» **Challenge A**: Reproduce the passage of the Kafka-Pixy description from "Kafka-Pixy is a" up to and including "in any language.".
» **Challenge B**:
Using the Kafka-Pixy description, answer the following questions:
(i) With which Kafka versions does Kafka-Pixy work?
(ii) What is the default address of the TCP socket?
(iii) What does Kafka-Pixy use ZooKeeper for?
» **Challenge C**:
State whether each statement agrees with the Kafka-Pixy description, and support each answer with a quotation from it:
(i) Kafka-Pixy is intended to run on a different host from the applications using it.
(ii) Kafka-Pixy uses the Kafka Offset Commit/Fetch API to keep track of consumer offsets.
(iii) Kafka works best when messages are read and written individually.
==== Text provided
Kafka-Pixy is a local aggregating HTTP proxy to Kafka with automatic consumer group control. It is designed to hide the complexity of the Kafka client protocol and provide a stupid simple HTTP API that is trivial to implement in any language.
Kafka-Pixy works with Kafka 0.8.2.x and 0.9.0.x. It uses the Kafka Offset Commit/Fetch API to keep track of consumer offsets and ZooKeeper to manage distribution of partitions among consumer group members.
You can jump to Quick Start if you are anxious to give it a try.
Kafka works best when messages are read/written in batches, but from application standpoint it is easier to deal with individual message read/writes. Kafka-Pixy provides message based API to clients, but internally it collects them in batches and submits them the way Kafka likes it the best. This behavior plays very well with the microservices architecture, where there are usually many tiny assorted service instances running on one beefy physical host. So Kafka-Pixy installed on that host would aggregate messages from all the service instances, herby effectively using the network bandwidth.
Kafka-Pixy is intended to run on the same host as the applications using it. Remember that it provides only message based API - no batching, therefore using it over network is suboptimal. To make local usage even more efficient Kafka-Pixy provides an option to serve its API via a Unix Domain Socket alongside a TCP socket (0.0.0.0:19092 by default).
POST /topics/<topic>/messages?key=<key>
- submits a message to the specified
topic using the hash of the specified key to determine the partition
that the message should go to. The content type can be either text/plain
or
application/json
.
========
==== Material supplied
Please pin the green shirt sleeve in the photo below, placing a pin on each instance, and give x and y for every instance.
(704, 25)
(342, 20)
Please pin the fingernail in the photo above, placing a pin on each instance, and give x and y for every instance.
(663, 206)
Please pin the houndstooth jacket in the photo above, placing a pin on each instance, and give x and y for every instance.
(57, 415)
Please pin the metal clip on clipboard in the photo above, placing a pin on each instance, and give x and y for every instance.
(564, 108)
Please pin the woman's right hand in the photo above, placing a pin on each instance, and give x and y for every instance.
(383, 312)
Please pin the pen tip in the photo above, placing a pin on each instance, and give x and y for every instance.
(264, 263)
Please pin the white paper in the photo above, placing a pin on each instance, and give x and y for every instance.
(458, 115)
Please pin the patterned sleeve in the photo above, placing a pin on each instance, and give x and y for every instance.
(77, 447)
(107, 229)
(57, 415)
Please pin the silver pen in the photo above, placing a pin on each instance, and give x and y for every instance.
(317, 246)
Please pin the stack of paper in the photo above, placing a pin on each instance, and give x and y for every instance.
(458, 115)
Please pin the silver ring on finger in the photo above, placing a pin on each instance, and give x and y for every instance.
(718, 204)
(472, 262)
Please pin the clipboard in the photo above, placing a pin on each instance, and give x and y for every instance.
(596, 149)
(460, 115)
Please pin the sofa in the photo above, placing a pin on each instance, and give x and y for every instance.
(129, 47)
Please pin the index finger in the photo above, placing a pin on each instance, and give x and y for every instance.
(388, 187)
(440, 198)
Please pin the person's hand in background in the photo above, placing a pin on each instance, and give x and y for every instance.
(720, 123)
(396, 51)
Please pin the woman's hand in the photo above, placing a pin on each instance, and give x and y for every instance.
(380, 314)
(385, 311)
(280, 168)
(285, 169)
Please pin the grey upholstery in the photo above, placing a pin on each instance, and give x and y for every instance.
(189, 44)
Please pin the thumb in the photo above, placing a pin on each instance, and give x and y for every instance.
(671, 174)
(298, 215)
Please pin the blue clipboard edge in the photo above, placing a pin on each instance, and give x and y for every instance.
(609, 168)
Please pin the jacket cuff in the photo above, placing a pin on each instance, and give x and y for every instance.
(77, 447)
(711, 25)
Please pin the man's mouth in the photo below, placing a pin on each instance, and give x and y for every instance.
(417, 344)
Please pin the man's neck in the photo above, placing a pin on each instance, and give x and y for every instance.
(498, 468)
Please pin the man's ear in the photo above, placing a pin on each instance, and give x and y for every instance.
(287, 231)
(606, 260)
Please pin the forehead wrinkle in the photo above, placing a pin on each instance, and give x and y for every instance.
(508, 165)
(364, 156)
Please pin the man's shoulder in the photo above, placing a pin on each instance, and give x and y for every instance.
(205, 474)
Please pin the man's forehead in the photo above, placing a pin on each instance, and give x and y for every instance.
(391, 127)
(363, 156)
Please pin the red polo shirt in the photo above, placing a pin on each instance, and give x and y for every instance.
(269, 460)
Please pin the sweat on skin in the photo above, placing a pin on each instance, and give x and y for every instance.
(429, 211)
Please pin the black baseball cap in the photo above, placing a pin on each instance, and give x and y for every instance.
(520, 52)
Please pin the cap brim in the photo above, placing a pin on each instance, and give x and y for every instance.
========
» **Full response A**:
Kafka-Pixy is a local aggregating HTTP proxy to Kafka with automatic consumer group control. It is designed to hide the complexity of the Kafka client protocol and provide a stupid simple HTTP API that is trivial to implement in any language.

» **Full response B**:
(i) Kafka 0.8.2.x and 0.9.0.x.
(ii) 0.0.0.0:19092.
(iii) To manage distribution of partitions among consumer group members.

» **Full response C**:
(i) No: "Kafka-Pixy is intended to run on the same host as the applications using it."
(ii) Yes: "It uses the Kafka Offset Commit/Fetch API to keep track of consumer offsets"
(iii) No: "Kafka works best when messages are read/written in batches"